Optional - Text Analytics using Athena UDFs

Introduction

You already know how to use Amazon Athena to transform data in Amazon S3 using simple SQL commands and the built-in functions in Athena. Now you can also use Athena to translate and analyze text fields, thanks to Amazon Translate, Amazon Comprehend, and the power of Athena User Defined Functions (UDFs).

If your dataset does not have text fields such as customer reviews, you can skip this lab. However, if your dataset has text fields (similar to the below) you can continue with this lab to further enrich your dataset.

image

In this lab, you will see how to use Athena UDFs to do the following:

  • Detect the dominant language of a text field
  • Detect the prevailing sentiment expressed—positive, negative, neither, or both
  • Detect or redact entities (such as items, places, or quantities)

You can also use the UDFs for other Text Analytics use cases, such as but not limited to:

  • Detect or redact PII
  • Translate text from one language to another

For more information on different use-cases, check this blog post on Athena Text Analytics

Architecture

Athena UDF uses AWS Lambda to implement the function capability:

image

The Lambda function used will invoke Comprehend APIs to detect language, sentiment and extract entities from text fields.

Installing the Text Analytics UDF

We will be using a pre-build Lambda Function that is available on GitHub. Follow the steps below to deploy the function:

  1. Navigate to the TextAnalyticsUDFHandler application in the AWS Serverless Application Repository.
  2. Switch to the region you are using.
  3. In the Application settings section, keep the settings at their defaults.

DATA LINES:
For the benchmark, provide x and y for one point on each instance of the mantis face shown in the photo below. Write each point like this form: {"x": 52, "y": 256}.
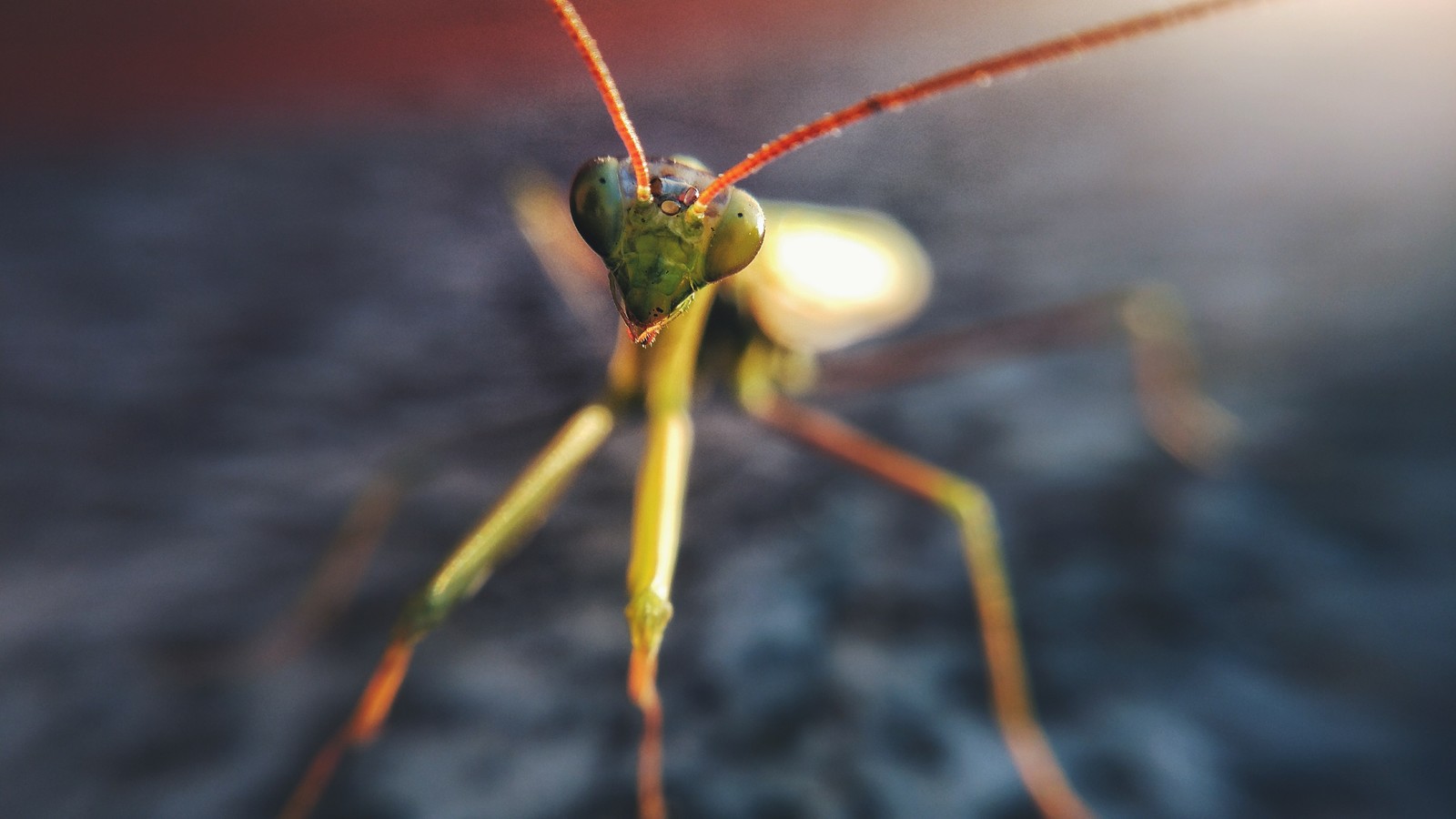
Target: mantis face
{"x": 660, "y": 249}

TASKS TO COMPLETE:
[1] Answer from the lab on text analytics with Athena UDFs:
(a) Which service does an Athena UDF use to implement the function capability?
(b) In which repository is the TextAnalyticsUDFHandler application found?
(c) What are the four kinds of prevailing sentiment the lab says can be detected?
[2] Carry on the lab on text analytics with Athena UDFs from the point where it stops.

RESPONSES:
[1]
(a) AWS Lambda.
(b) The AWS Serverless Application Repository.
(c) Positive, negative, neither, or both.

[2]
  4. Select I acknowledge that this app creates custom IAM roles.
  5. Choose Deploy.

image

And that’s it! Now you have a new Lambda function called textanalytics-udf. We are ready to try some text analytics queries in Athena!

Configuring Athena to use UDFs

The Athena UDF feature is still in preview. Follow the below steps to enable it:

  1. Open the AWS Management Console for Athena in the same region you are using.
  2. Create an Athena workgroup named AmazonAthenaPreviewFunctionality like the one created earlier.

Now Athena is setup to use UDFs. For the remaining part of this we will run all the UDF queries from this new workgroup.

Analyzing Text

In addition to Athena query costs, the text analytics UDF incurs usage costs from Lambda and Amazon Comprehend. The amount you pay is a factor of the total number of records and characters that you process with the UDF. For more information, see AWS Lambda pricing, andAmazon Comprehend pricing. Please limit the number of rows that are passed to the UDF

Open the AWS Management Console for Athena in the same region you are using.

Detecting the language

This seb-section we will create a new table, with one new column added: language. The LIMIT clause limits the number of records to 2,000 to limit the number of rows passed to the UDF.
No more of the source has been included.